[Dataset rows showing where objects appear]
:::

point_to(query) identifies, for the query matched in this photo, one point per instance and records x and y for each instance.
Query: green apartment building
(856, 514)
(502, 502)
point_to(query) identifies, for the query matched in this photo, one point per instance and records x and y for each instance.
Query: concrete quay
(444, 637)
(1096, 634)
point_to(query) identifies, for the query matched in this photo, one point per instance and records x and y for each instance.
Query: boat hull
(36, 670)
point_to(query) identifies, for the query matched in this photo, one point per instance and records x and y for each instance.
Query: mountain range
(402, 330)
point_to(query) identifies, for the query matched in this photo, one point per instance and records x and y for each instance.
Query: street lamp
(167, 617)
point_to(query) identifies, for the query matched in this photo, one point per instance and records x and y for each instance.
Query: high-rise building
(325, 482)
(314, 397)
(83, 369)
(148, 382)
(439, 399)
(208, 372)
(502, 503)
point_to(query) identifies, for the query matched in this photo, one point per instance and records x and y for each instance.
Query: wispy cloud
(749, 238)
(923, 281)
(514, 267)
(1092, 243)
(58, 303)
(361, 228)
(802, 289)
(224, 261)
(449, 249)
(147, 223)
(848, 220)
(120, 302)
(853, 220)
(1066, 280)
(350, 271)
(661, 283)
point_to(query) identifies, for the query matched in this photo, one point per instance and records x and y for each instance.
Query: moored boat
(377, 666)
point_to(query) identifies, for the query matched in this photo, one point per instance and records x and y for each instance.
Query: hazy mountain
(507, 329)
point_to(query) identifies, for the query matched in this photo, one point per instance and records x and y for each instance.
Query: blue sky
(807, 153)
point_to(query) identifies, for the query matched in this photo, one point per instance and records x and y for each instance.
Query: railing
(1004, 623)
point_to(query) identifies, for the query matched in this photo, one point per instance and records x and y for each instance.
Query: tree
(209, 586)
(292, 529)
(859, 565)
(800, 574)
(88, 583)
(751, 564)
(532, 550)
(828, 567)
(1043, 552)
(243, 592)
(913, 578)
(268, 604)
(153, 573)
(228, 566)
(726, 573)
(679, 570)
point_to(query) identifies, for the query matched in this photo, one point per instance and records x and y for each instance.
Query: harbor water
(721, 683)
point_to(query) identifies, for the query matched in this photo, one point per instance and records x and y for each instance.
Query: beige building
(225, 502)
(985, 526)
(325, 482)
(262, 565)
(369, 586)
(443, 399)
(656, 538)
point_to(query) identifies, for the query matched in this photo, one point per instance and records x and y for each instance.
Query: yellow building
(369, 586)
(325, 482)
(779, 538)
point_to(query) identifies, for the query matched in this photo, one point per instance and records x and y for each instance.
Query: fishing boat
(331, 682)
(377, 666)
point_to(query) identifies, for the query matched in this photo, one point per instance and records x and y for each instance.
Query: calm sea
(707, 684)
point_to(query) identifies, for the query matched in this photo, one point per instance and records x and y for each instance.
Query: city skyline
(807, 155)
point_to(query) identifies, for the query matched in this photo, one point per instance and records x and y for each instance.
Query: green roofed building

:::

WORK TO DO.
Rewrite all of the material above as a JSON list of strings, one string per line, leaving out blank lines.

RESULT FOR THIS TASK.
[
  "point_to(query) identifies, for the query matched in this photo, one point per instance and records x and y for each instance.",
  "Query: green apartment building",
  "(856, 514)",
  "(502, 502)",
  "point_to(query) identifies, for the query matched in this photo, one point per instance and records x and y for each instance.",
  "Query: concrete quay",
  "(444, 637)",
  "(1096, 634)",
  "point_to(query) identifies, for the query matched in this photo, one point per instance and records x and y for each instance.",
  "Query: boat hull",
  "(36, 670)",
  "point_to(query) identifies, for the query matched in this photo, one point per instance and records x and y for each instance.",
  "Query: mountain range",
  "(402, 330)",
  "point_to(query) identifies, for the query matched in this photo, one point per instance and records x and y for each instance.",
  "Query: street lamp",
  "(167, 617)",
  "point_to(query) identifies, for the query matched in this photo, one point per instance and records x and y for each instance.",
  "Query: high-rise building",
  "(325, 482)",
  "(314, 397)",
  "(83, 369)",
  "(148, 382)",
  "(439, 399)",
  "(208, 372)",
  "(502, 503)",
  "point_to(query) identifies, for the query matched in this photo, one point per instance and records x and y for each instance.",
  "Query: wispy cloud",
  "(749, 238)",
  "(923, 281)",
  "(514, 267)",
  "(1092, 243)",
  "(58, 303)",
  "(361, 228)",
  "(802, 289)",
  "(224, 261)",
  "(449, 249)",
  "(147, 223)",
  "(848, 220)",
  "(120, 302)",
  "(853, 220)",
  "(1066, 280)",
  "(350, 271)",
  "(661, 283)",
  "point_to(query) identifies, for the query matched in this photo, one point per instance and records x and y for each instance.",
  "Query: moored boat",
  "(377, 666)",
  "point_to(query) identifies, for the query matched in this photo, one point per instance and records x and y for each instance.",
  "Query: hazy mountain",
  "(507, 329)",
  "point_to(query) identifies, for the query matched in this photo, one point per instance and records x and y for each instance.",
  "Query: blue sky",
  "(807, 153)",
  "point_to(query) identifies, for the query matched in this photo, one point per instance and records x and y for each instance.",
  "Query: railing",
  "(1004, 623)",
  "point_to(query) identifies, for the query matched in this photo, one point per instance and records x and y for each instance.",
  "Query: tree",
  "(209, 586)",
  "(292, 529)",
  "(859, 565)",
  "(800, 574)",
  "(88, 583)",
  "(751, 564)",
  "(532, 550)",
  "(828, 567)",
  "(1043, 552)",
  "(243, 592)",
  "(913, 578)",
  "(268, 604)",
  "(153, 573)",
  "(228, 566)",
  "(726, 573)",
  "(679, 570)",
  "point_to(query) identifies, for the query matched in this photo, one point per instance and records x and y for each instance.",
  "Query: harbor water",
  "(721, 683)",
  "point_to(query) identifies, for the query matched in this photo, one point per instance and records x and y for each instance.",
  "Query: beige building",
  "(225, 502)",
  "(985, 526)",
  "(325, 482)",
  "(262, 565)",
  "(369, 586)",
  "(443, 399)",
  "(656, 538)",
  "point_to(query) identifies, for the query matched in this photo, one point per instance and records x and y for each instance.",
  "Query: yellow building",
  "(369, 586)",
  "(325, 482)",
  "(779, 538)",
  "point_to(query) identifies, for the query matched in this photo, one point per instance and records x and y for each instance.",
  "Query: fishing boat",
  "(331, 682)",
  "(377, 666)",
  "point_to(query) identifies, for the query matched in this photo, one point per instance and records x and y for each instance.",
  "Query: calm sea",
  "(707, 684)",
  "point_to(query) identifies, for the query matched in this photo, one point per instance and records x and y for each instance.",
  "Query: city skyline",
  "(807, 155)",
  "point_to(query) identifies, for the query matched in this photo, one point per instance and records x and y for each instance.",
  "Query: green roofed building"
]